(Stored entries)
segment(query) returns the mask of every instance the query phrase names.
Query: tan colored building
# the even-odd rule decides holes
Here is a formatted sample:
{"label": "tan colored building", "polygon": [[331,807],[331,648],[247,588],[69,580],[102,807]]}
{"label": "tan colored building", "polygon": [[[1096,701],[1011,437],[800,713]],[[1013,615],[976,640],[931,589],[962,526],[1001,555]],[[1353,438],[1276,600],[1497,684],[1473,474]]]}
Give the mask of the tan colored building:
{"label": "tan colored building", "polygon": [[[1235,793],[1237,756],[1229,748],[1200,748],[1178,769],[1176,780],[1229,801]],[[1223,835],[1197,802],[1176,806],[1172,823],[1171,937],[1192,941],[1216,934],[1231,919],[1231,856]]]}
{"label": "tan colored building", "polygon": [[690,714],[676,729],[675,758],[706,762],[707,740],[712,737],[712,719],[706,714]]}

[Task item]:
Every entry needs to be written out again, exactly as given.

[Completed task]:
segment(query) returns the mask of every instance the query phrase names.
Query: tan colored building
# the even-odd rule decides holes
Here is a formatted sample:
{"label": "tan colored building", "polygon": [[331,807],[331,648],[247,588],[69,580],[102,807]]}
{"label": "tan colored building", "polygon": [[[1096,701],[1011,437],[800,713]],[[1013,615],[976,640],[931,589],[962,526],[1001,555]],[[1353,438],[1276,600],[1497,684],[1473,474]]]}
Give the mask of the tan colored building:
{"label": "tan colored building", "polygon": [[[1235,793],[1237,756],[1229,748],[1200,748],[1178,769],[1176,780],[1229,801]],[[1223,835],[1197,802],[1176,806],[1172,823],[1171,937],[1192,941],[1216,934],[1231,919],[1231,856]]]}
{"label": "tan colored building", "polygon": [[690,714],[676,729],[675,758],[706,762],[707,740],[712,737],[712,719],[706,714]]}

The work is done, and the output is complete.